= Beginning of Section =
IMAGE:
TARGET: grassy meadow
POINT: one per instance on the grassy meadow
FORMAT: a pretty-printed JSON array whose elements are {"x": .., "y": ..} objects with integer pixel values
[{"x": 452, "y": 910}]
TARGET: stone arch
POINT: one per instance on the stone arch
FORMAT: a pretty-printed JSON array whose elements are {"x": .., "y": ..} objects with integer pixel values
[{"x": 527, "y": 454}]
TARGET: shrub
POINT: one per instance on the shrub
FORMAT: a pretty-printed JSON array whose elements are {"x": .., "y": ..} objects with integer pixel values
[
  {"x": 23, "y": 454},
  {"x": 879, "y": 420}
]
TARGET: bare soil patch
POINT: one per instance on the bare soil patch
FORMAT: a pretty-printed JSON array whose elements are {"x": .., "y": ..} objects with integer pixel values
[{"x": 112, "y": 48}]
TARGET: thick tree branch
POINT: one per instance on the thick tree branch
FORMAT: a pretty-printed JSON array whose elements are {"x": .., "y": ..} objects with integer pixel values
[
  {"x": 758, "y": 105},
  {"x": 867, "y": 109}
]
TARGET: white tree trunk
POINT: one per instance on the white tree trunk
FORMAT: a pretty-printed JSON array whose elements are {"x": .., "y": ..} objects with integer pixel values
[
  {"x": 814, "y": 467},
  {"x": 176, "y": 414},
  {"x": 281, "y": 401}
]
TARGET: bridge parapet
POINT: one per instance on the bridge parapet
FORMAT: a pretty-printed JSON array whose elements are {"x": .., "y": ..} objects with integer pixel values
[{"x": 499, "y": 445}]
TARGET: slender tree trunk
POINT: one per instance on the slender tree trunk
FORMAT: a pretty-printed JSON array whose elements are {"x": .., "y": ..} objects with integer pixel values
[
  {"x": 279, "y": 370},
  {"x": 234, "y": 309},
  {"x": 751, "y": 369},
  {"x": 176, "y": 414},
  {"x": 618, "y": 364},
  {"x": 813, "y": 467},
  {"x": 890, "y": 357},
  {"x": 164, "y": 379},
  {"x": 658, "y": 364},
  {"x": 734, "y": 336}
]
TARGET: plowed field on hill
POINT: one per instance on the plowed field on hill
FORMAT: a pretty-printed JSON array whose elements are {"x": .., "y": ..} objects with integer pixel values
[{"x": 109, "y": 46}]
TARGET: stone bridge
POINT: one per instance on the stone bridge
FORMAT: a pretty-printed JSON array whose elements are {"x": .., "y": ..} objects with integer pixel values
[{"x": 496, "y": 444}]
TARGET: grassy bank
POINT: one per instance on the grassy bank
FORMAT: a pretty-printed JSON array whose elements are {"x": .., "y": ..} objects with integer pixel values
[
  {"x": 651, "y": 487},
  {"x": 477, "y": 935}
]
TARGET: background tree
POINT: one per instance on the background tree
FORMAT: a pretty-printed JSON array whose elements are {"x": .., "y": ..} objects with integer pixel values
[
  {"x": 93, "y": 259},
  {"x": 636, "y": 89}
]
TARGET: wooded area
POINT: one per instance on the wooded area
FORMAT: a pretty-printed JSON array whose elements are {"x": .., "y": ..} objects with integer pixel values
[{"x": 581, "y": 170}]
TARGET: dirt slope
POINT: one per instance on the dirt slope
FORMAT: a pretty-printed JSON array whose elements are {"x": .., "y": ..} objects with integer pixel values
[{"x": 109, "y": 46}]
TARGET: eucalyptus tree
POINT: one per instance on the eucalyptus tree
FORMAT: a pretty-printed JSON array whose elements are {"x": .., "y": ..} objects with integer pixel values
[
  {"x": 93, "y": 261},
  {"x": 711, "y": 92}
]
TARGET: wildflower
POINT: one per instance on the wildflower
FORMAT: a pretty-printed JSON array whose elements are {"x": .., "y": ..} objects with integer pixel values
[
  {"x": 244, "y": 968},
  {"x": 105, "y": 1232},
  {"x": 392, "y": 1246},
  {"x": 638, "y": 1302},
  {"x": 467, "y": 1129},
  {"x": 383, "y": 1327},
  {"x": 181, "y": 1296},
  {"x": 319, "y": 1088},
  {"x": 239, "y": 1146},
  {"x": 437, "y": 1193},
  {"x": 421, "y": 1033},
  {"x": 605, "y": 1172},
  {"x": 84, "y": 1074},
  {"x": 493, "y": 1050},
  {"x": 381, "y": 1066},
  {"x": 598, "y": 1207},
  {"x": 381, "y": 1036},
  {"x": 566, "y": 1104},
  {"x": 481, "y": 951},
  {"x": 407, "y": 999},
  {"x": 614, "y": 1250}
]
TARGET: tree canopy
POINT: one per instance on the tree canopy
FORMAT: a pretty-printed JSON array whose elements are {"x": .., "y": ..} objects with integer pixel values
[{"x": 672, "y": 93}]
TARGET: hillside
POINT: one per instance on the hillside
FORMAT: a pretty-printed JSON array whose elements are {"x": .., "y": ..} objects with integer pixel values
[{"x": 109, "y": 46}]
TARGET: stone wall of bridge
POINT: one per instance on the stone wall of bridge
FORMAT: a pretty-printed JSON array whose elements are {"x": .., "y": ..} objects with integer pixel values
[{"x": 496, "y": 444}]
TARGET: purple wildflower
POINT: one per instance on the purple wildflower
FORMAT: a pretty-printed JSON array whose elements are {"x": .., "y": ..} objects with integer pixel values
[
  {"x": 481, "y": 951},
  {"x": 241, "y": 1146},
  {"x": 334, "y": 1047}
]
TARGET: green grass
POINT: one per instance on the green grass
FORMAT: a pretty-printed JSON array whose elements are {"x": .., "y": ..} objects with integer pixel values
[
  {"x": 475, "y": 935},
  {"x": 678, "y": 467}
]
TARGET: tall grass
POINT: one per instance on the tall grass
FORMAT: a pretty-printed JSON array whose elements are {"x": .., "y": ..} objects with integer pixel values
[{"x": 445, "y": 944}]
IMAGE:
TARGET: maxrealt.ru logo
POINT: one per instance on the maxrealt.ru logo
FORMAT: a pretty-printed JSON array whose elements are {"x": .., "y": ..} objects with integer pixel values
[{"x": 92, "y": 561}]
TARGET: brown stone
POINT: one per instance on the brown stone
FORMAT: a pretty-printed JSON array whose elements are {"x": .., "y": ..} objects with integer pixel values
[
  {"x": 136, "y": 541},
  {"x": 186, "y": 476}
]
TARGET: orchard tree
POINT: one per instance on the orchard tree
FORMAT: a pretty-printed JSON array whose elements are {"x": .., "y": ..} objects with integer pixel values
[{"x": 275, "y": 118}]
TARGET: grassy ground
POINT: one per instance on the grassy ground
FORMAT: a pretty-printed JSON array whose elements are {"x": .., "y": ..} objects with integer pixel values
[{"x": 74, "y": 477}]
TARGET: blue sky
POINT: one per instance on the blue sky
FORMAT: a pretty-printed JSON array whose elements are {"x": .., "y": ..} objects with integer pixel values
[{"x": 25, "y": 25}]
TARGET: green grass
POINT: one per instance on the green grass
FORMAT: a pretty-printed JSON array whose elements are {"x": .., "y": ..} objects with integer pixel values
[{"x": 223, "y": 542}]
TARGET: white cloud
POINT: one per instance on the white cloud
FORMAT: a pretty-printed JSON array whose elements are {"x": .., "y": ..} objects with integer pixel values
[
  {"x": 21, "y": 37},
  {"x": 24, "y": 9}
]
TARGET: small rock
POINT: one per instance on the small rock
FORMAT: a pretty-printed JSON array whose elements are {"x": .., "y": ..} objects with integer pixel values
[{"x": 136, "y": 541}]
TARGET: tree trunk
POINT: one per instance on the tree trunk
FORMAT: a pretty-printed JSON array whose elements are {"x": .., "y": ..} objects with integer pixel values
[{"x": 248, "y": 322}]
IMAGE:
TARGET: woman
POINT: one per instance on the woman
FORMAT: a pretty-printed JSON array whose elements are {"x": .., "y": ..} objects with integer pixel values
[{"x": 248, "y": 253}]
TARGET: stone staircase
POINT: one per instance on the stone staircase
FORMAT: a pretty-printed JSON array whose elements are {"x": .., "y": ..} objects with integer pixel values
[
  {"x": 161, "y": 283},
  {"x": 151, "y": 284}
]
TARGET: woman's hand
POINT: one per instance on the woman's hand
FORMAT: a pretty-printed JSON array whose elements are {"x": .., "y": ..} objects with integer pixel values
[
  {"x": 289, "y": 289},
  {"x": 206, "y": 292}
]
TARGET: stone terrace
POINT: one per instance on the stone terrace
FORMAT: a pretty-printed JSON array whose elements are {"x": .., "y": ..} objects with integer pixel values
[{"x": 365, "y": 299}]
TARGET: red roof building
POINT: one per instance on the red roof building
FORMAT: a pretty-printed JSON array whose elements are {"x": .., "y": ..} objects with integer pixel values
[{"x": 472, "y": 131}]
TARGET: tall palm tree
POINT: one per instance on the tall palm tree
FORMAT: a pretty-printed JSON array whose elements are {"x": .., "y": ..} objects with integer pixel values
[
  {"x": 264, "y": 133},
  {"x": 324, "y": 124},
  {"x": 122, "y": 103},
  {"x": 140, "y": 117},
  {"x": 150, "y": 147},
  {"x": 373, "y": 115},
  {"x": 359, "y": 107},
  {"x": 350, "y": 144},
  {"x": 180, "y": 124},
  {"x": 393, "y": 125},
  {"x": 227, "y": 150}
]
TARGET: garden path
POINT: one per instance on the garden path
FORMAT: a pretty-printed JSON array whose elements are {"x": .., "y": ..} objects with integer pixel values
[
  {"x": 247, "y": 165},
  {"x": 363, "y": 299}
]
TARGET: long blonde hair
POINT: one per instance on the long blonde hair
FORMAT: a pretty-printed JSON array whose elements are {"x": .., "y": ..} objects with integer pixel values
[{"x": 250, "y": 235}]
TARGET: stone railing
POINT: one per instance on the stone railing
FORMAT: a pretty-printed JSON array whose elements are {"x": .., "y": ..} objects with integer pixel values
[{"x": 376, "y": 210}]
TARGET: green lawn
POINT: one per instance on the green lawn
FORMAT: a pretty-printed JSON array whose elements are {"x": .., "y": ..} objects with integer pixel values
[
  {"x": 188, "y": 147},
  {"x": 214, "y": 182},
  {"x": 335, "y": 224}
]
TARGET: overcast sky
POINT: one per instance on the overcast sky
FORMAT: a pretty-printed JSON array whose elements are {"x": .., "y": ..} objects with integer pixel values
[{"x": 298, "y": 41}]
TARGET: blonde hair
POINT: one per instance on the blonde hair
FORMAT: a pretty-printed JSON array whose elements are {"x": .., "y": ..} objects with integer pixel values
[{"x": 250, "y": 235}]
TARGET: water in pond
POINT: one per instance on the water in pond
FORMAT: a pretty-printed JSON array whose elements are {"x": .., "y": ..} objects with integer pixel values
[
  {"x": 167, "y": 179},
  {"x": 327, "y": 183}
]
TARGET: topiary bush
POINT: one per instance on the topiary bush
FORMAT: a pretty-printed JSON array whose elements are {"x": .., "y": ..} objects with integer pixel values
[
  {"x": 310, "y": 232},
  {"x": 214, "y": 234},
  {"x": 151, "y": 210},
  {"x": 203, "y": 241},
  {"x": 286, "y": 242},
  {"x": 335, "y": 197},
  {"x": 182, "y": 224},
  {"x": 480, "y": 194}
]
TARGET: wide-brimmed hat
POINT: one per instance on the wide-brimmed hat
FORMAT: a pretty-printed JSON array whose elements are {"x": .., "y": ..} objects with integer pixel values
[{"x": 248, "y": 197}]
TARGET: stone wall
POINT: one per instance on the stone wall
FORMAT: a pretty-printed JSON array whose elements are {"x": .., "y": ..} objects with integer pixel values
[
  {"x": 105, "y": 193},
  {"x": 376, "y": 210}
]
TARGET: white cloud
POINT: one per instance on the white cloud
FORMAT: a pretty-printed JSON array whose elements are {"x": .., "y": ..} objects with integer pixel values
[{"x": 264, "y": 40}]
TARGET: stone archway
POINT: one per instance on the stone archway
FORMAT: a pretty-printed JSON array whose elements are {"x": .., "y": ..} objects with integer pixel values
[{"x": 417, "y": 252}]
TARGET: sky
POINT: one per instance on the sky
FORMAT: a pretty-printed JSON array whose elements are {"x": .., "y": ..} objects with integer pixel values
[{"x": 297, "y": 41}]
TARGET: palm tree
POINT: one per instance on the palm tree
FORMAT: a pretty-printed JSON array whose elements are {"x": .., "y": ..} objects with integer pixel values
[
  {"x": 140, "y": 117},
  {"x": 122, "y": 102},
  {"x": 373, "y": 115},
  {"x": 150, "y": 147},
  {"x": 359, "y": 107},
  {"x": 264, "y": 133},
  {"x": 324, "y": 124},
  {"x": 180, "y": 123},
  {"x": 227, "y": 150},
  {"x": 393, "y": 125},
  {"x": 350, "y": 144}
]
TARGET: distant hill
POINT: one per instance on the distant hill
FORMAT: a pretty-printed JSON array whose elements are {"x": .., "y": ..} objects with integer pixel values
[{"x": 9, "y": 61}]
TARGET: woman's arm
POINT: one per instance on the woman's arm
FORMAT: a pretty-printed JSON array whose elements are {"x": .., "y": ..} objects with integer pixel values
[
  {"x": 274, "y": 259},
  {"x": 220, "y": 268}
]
= End of Section =
* **Exercise**
Scan the listing above. Collect all lines with the word "slope".

* **Exercise solution**
TARGET: dirt slope
POINT: one per instance on the dirt slope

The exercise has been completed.